ASSIGNED TASK A
In the forum thread about the puppy's front legs, for how many more months did the vet say the dog will keep growing?
ASSIGNED TASK B
In the forum thread about the puppy's front legs, rewrite the part between "I agree. It" and "the appointment goes.", inclusive, swapping "appointment" for "consultation".
ASSIGNED TASK C
Extend the forum thread about the puppy's front legs past the point where it stops.

EXERCISE TEXT
━━━━━━━━

# My 6mth GRD Front legs



## Willow52 (Aug 14, 2009)

I've never had any experience with this sort of thing but IMHO this doesn't look like a problem that will correct itself. Can you get a second opinion?


----------



## cody and munsons mom (Jun 8, 2012)

I would get a second opinion, and if they say he needs to have surgery he should have it. It doesn't look like something that will correct on its own. He is a very handsome boy, please give hugs and kiss from me.


----------



## dmataftin (Jun 1, 2012)

Im seeing the surgeon tomorrow. He specializes in orthopedics. I am currently looking for a vet for another opinion. My vet is very good, but he said he didnt have much experience with this and he referred me to the surgeon im seeing. Im just concerened because of other posts i have seen on similar issues. The vet said he will grow for another 3-4 months, so surgery can be dependant on this.


----------



## dmataftin (Jun 1, 2012)

The vet gave him rimadyl for discomfort, though it was just preventive as he doesnt seem bothered


----------



## OnMyWay2MyDreams (Feb 13, 2011)

Kind of looks like my jrt legs, he has premature growth plate closure in his front legs so they bow. It can be surgically corrected, I chose not too because he gets around fine. If he had been a larger dog or showed discomfort I would have seriously considered it. I would get the consult and see what they say.good luck!


----------



## kwhit (Apr 7, 2008)

OnMyWay2MyDreams said:


> Kind of looks like my jrt legs, he has premature growth plate closure in his front legs so they bow.


I agree. It looks like that's what could be going on. I honesty don't think that it will correct itself. It's really good that you're seeing an orthopedic surgeon. I know two dogs that have gone through the surgery, (Great Danes), and they're doing really well now. But, the surgeries were very difficult for them.

Let us know how the appointment goes.


----------



## IowaGold (Nov 3, 2009)

He is not going to grow out of those legs. I can't really tell how old he is in those pics, but unfortunately he doesn't have all that much growing to do (at least leg length-wise). To get those legs straight, he's going to need pretty extensive surgery.

My boy has one leg like that (probably an injury in my dog's case-it shut down the ulnar growth plate where 90% of the growth takes place). He had surgery at 4 months where the surgeon removed a small portion of the ulna to hopefully allow the radius to continue growing. Didn't do much for my dog as at 4 months, he was already pretty leggy. Here's a pic of him as a 10 year old:


----------



## mylissyk (Feb 25, 2007)

I have no experience with this, and this website may be of no help whatsoever, but I have heard a lot of people refer to "The Great Dane Lady" with issues like this. 

Cruciate Ligament injury cruciate ligament brace in dogs ACL Knuckling Over | Dog Bowed Legs, HOD| GREATDANELADY.COM

This is NOT a replacement for an orthopedic specialist, but it couldn't hurt to consult with her before going ahead with serious surgery.


----------



## kwhit (Apr 7, 2008)

Here's one of the Dane's before and after pictures, (you can really tell how the surgery improved her legs):


----------



## Blondie (Oct 10, 2009)

Have you thought about contacting the breeder? Just wondering if any siblings were having any issues? Keep us posted on how Keizer is doing. You both are in my thoughts.


----------



## dmataftin (Jun 1, 2012)

━━━━━━━━

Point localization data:
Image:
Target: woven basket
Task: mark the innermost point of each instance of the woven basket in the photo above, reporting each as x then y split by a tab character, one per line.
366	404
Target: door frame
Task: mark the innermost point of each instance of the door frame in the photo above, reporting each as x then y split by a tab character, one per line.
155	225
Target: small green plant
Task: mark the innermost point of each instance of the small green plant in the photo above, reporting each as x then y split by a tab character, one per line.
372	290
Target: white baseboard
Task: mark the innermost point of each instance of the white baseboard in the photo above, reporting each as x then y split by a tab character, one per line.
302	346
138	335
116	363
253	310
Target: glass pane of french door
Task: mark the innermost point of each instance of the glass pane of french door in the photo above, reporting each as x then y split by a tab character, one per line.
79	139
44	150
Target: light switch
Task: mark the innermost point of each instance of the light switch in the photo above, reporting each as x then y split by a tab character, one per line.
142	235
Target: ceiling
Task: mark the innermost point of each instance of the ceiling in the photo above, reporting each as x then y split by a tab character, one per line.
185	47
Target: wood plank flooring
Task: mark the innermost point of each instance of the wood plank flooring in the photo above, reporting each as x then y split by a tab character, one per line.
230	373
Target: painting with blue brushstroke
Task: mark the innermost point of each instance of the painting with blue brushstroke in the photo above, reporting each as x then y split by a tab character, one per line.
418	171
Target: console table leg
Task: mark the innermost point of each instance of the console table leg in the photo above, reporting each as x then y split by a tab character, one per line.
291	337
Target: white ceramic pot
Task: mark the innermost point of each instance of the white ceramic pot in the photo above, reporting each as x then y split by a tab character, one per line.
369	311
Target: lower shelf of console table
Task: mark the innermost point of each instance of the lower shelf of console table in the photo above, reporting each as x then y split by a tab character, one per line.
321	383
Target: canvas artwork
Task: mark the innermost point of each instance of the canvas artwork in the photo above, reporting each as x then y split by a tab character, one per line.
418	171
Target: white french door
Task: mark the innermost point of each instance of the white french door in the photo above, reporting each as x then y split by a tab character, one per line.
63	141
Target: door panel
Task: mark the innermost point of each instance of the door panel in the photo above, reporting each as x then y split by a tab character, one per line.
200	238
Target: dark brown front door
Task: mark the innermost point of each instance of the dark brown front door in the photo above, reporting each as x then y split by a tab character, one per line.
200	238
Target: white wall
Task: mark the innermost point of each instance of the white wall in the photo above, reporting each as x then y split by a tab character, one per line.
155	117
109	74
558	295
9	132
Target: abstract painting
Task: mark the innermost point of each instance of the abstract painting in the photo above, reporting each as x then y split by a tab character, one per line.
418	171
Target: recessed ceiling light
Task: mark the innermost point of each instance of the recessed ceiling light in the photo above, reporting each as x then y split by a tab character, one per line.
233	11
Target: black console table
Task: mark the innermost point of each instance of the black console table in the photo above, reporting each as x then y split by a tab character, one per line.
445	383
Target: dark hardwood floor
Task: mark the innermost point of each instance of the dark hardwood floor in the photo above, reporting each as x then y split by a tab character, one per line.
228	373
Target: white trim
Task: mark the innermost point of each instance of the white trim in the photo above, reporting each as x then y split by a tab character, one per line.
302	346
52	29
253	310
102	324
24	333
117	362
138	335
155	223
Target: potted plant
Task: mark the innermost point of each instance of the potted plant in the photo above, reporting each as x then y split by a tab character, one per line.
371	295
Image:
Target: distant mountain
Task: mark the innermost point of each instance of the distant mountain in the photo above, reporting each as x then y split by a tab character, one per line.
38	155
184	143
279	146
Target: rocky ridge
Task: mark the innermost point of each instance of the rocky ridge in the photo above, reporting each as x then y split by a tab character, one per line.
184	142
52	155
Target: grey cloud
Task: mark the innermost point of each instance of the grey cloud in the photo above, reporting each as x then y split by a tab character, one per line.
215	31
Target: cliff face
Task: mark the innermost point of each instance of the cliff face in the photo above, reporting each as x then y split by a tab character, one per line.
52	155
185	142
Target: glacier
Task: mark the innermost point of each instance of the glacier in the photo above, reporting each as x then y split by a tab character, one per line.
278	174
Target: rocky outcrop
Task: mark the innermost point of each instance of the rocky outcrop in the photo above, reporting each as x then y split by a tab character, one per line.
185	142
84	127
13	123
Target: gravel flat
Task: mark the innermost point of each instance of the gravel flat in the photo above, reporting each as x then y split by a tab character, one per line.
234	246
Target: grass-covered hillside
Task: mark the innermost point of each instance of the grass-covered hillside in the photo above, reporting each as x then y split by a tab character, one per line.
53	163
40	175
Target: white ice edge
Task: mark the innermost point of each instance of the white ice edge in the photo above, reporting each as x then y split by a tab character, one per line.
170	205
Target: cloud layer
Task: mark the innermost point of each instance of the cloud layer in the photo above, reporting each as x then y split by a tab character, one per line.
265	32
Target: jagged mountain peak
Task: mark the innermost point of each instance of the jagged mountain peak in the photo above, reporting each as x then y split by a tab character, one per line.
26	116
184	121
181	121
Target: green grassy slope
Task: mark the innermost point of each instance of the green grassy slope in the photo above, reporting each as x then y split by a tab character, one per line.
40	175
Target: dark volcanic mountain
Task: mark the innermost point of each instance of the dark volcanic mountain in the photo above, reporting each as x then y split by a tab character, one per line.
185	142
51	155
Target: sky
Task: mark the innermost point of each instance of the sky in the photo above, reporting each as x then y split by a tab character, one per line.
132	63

━━━━━━━━

EXPECTED ANSWER A
Another 3-4 months.

EXPECTED ANSWER B
I agree. It looks like that's what could be going on. I honesty don't think that it will correct itself. It's really good that you're seeing an orthopedic surgeon. I know two dogs that have gone through the surgery, (Great Danes), and they're doing really well now. But, the surgeries were very difficult for them.

Let us know how the consultation goes.

EXPECTED ANSWER C
Thank you for the help, his cosult with the surgeon is tomorrow, i will post on here what i hear. I did contact the breeder, and he said he hasnt had any other issues withbthe litter. Because however they had a 3 year health gaurantee, and the vet said its from genetics or birth not injury, they refunded me the money we paid for him plus some extra. And no idid not have to return keizer, as that was not an option for me to part with him.


----------



## mylissyk (Feb 25, 2007)

dmataftin said:


> Thank you for the help, his cosult with the surgeon is tomorrow, i will post on here what i hear. I did contact the breeder, and he said he hasnt had any other issues withbthe litter. Because however they had a 3 year health gaurantee, and the vet said its from genetics or birth not injury, they refunded me the money we paid for him plus some extra. And no idid not have to return keizer, as that was not an option for me to part with him.


It sounds like you have a reputable breeder. Good for them supporting their buyers and puppies. I hope the surgeon has positive things to say tomorrow.


----------



## BayBeams (Jan 3, 2010)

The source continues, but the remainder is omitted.